> RECORDS FOR THE TASK:

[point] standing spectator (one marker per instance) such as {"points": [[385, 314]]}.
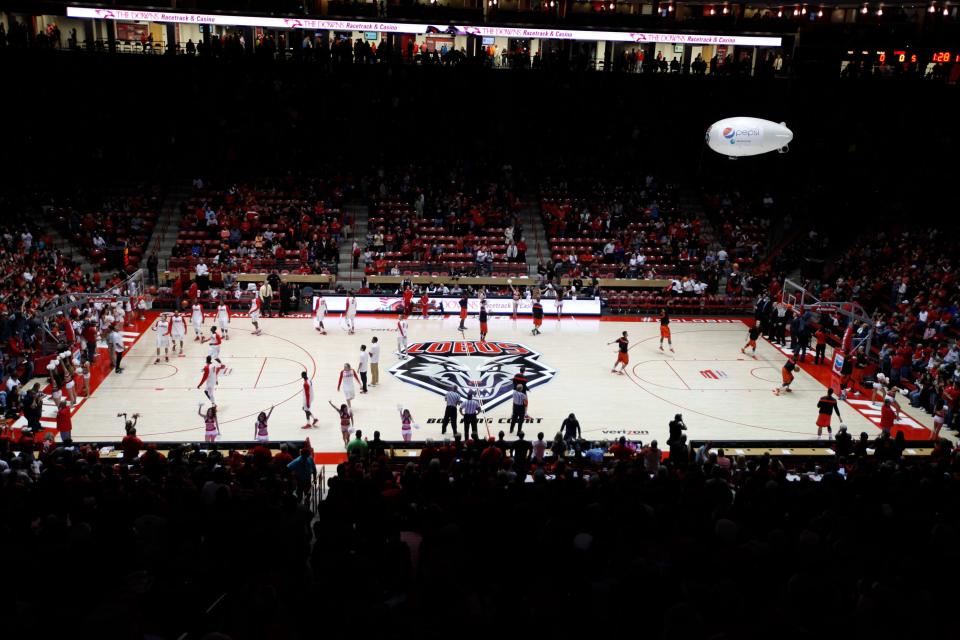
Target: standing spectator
{"points": [[363, 367], [266, 297], [64, 422], [115, 342], [304, 471], [374, 361]]}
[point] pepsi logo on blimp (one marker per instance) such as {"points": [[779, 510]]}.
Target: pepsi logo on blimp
{"points": [[743, 136]]}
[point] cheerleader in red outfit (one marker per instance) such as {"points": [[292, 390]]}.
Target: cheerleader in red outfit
{"points": [[665, 330]]}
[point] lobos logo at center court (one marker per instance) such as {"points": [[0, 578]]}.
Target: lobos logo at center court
{"points": [[486, 368]]}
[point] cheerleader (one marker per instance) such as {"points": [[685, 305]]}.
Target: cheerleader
{"points": [[406, 424], [223, 319], [319, 313], [178, 329], [214, 348], [56, 381], [351, 313], [162, 327], [209, 380], [69, 376], [308, 397], [425, 305], [346, 421], [347, 379], [402, 337], [211, 425], [260, 433], [85, 376], [255, 305], [196, 319]]}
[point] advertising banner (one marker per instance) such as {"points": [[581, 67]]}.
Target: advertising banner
{"points": [[420, 29]]}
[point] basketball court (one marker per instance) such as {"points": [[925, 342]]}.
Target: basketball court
{"points": [[722, 394]]}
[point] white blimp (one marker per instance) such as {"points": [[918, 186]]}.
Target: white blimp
{"points": [[741, 136]]}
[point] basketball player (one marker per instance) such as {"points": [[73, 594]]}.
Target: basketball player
{"points": [[623, 356], [223, 319], [483, 321], [319, 313], [826, 407], [308, 398], [665, 330], [752, 336], [351, 313], [178, 329], [214, 348], [425, 305], [255, 305], [211, 373], [346, 421], [347, 378], [162, 327], [537, 316], [880, 389], [196, 318], [846, 373], [402, 337], [787, 376], [463, 312], [211, 425]]}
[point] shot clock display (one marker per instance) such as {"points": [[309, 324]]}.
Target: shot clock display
{"points": [[945, 56]]}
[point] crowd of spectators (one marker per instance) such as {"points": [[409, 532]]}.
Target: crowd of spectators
{"points": [[292, 224], [449, 222], [908, 276], [486, 536]]}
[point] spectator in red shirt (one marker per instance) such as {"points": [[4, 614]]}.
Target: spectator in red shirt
{"points": [[65, 422]]}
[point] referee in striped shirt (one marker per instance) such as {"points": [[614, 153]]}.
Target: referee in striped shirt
{"points": [[450, 413], [469, 411], [519, 409]]}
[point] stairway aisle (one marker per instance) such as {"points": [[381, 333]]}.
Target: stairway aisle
{"points": [[346, 275], [168, 225], [535, 234]]}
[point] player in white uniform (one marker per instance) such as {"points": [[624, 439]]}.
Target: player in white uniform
{"points": [[402, 333], [351, 313], [319, 312], [211, 373], [308, 398], [119, 313], [255, 306], [215, 342], [162, 327], [347, 378], [178, 329], [196, 318], [223, 319]]}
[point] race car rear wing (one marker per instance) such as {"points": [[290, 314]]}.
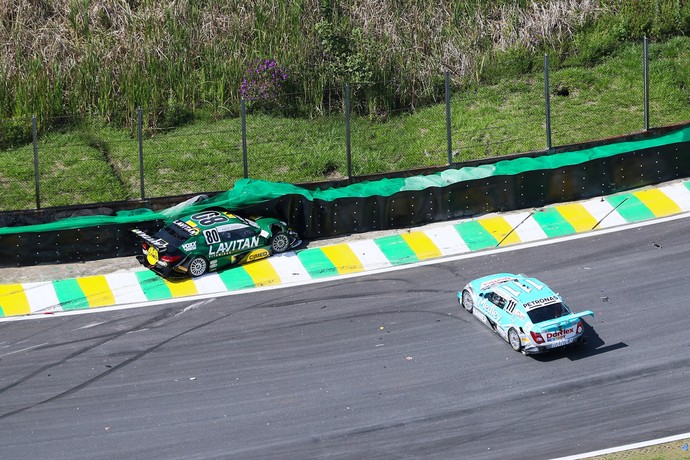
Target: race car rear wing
{"points": [[157, 243], [563, 321]]}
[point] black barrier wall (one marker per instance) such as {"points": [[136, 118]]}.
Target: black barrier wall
{"points": [[321, 219]]}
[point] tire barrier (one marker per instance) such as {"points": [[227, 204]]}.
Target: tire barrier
{"points": [[519, 183], [444, 240]]}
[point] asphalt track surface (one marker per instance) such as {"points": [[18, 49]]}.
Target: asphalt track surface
{"points": [[378, 366]]}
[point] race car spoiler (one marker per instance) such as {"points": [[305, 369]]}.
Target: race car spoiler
{"points": [[158, 243], [563, 321]]}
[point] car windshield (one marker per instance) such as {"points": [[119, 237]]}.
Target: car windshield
{"points": [[548, 312], [173, 234]]}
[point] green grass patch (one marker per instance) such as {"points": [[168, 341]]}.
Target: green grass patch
{"points": [[94, 162]]}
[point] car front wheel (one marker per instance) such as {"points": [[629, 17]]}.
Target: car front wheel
{"points": [[280, 243], [467, 301], [198, 266], [514, 340]]}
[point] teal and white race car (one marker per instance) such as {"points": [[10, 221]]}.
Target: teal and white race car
{"points": [[524, 311]]}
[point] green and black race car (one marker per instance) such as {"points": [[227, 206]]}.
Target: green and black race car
{"points": [[211, 240]]}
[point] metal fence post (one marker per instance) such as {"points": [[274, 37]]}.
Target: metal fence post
{"points": [[140, 138], [645, 57], [547, 101], [448, 135], [243, 116], [34, 133], [348, 145]]}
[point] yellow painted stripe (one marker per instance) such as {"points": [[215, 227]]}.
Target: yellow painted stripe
{"points": [[658, 202], [422, 245], [262, 273], [499, 228], [343, 258], [13, 300], [182, 288], [577, 216], [96, 290]]}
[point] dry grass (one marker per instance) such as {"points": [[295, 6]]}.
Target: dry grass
{"points": [[110, 56]]}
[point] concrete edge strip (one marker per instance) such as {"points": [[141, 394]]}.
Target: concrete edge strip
{"points": [[358, 256]]}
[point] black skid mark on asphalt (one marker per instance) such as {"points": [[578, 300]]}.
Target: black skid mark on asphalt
{"points": [[128, 361], [105, 339], [342, 296]]}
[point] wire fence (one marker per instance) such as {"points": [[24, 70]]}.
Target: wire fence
{"points": [[103, 164]]}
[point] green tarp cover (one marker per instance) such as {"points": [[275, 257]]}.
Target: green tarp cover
{"points": [[248, 192]]}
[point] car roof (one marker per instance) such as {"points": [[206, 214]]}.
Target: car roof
{"points": [[528, 292], [232, 221]]}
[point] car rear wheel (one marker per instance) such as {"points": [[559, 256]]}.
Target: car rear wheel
{"points": [[467, 301], [280, 243], [198, 266], [514, 340]]}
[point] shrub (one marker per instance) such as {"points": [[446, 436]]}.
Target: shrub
{"points": [[262, 83]]}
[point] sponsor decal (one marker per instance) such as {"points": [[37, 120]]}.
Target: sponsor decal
{"points": [[229, 227], [541, 302], [494, 282], [152, 255], [558, 335], [223, 249], [510, 308], [208, 218], [479, 315], [186, 227], [158, 242], [492, 310], [189, 246]]}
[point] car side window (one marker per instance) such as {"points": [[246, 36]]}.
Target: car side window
{"points": [[497, 300], [238, 234]]}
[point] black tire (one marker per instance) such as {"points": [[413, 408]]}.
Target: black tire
{"points": [[514, 340], [198, 266], [467, 302], [280, 242]]}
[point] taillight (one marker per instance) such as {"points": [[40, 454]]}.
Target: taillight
{"points": [[537, 337]]}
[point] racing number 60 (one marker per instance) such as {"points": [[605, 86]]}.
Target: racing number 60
{"points": [[209, 218], [212, 236]]}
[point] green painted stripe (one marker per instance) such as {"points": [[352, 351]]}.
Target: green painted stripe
{"points": [[630, 207], [153, 286], [396, 250], [70, 295], [553, 223], [475, 235], [236, 278], [317, 264]]}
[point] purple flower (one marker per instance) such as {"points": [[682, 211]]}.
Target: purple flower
{"points": [[263, 81]]}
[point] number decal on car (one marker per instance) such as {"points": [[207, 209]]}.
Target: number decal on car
{"points": [[207, 218]]}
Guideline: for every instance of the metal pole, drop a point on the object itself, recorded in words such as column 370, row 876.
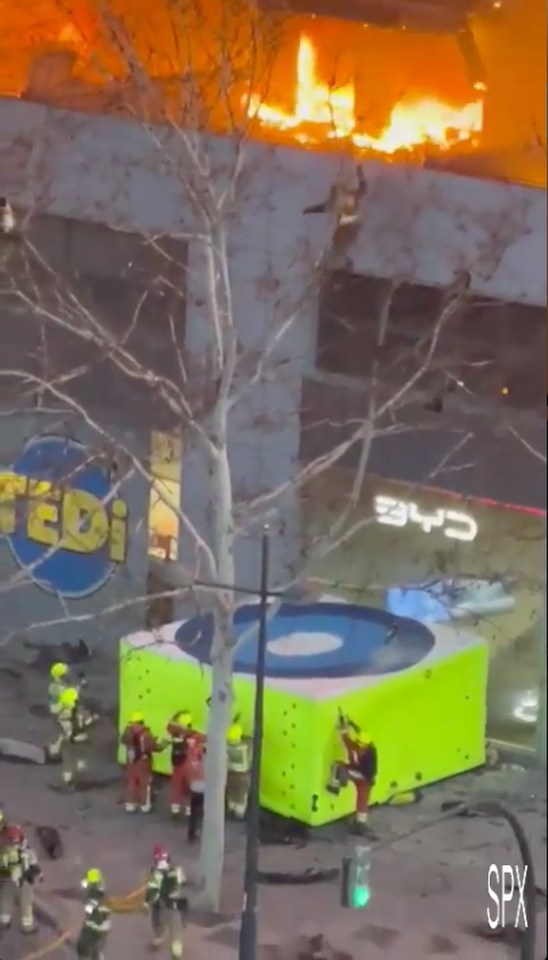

> WHAT THE TASK REQUIRES: Count the lines of the records above that contain the string "side", treating uppercase and lowercase as different. Reply with the number alone.

> ANSWER TO THE EXERCISE: 2